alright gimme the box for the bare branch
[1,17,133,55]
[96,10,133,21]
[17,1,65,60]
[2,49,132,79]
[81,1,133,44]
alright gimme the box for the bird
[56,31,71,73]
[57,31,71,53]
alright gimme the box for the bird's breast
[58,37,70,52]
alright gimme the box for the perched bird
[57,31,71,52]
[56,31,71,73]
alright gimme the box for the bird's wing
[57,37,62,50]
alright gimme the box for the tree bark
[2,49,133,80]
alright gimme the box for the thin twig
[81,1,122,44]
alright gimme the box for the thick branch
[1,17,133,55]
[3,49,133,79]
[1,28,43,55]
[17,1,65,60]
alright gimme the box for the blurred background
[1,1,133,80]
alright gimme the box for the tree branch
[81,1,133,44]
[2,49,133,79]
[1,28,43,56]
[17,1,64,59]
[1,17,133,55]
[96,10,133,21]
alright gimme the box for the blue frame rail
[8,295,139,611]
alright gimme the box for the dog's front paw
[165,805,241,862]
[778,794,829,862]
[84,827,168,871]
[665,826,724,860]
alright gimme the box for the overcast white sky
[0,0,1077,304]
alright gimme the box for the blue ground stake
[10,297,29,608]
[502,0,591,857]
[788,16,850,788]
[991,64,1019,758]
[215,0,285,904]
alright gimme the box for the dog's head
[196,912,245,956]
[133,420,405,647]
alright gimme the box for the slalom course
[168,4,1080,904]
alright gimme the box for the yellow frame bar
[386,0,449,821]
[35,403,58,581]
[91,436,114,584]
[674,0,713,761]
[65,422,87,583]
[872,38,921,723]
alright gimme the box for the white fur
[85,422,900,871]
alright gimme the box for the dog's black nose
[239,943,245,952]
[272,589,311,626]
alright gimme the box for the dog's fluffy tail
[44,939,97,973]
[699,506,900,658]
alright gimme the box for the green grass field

———

#### What to produce:
What you write must be identical to the material above.

#### Solution for this exercise:
alright gimme the box for the bare branch
[1,17,133,55]
[96,10,133,21]
[17,1,65,60]
[2,49,132,79]
[81,1,133,44]
alright gimme the box for the bird
[56,31,71,73]
[57,31,71,53]
alright gimme the box for the bird's breast
[58,37,70,52]
alright gimme the box for the perched bird
[57,31,71,52]
[56,31,71,73]
alright gimme the box for the bird's wing
[57,37,62,50]
alright gimme the box for the tree bark
[2,49,133,80]
alright gimme the box for the thin twig
[81,1,122,44]
alright gimme the box for the thick branch
[1,17,133,55]
[3,49,133,79]
[1,28,43,55]
[17,1,65,60]
alright gimme the box for the blurred background
[1,1,133,80]
alright gimme the box for the tree branch
[81,1,133,44]
[2,49,133,79]
[1,28,43,56]
[17,1,64,59]
[1,17,133,55]
[96,10,133,21]
alright gimme the box for the blue frame rail
[8,295,139,611]
alright gimme the box for the dog's front paw
[165,805,241,862]
[778,794,829,862]
[84,827,168,871]
[665,826,724,860]
alright gimme the box for the overcast white sky
[0,0,1077,304]
alright gimme the box for the blue ground stake
[10,297,29,608]
[502,0,591,857]
[788,16,850,788]
[991,64,1019,758]
[215,0,285,904]
alright gimme the box for the dog's head
[196,912,245,956]
[133,420,405,647]
alright gimme the box for the slalom course
[168,4,1080,904]
alright gimme the box for the yellow frame bar
[386,0,449,821]
[35,403,58,581]
[91,436,114,584]
[674,0,713,761]
[65,422,87,583]
[872,38,921,723]
alright gimme the box for the white fur
[85,422,900,871]
alright gimme the box for the dog's black nose
[239,943,245,952]
[272,589,311,626]
alright gimme the box for the dog's fluffy tail
[44,939,97,973]
[699,506,900,658]
alright gimme the box for the green grass field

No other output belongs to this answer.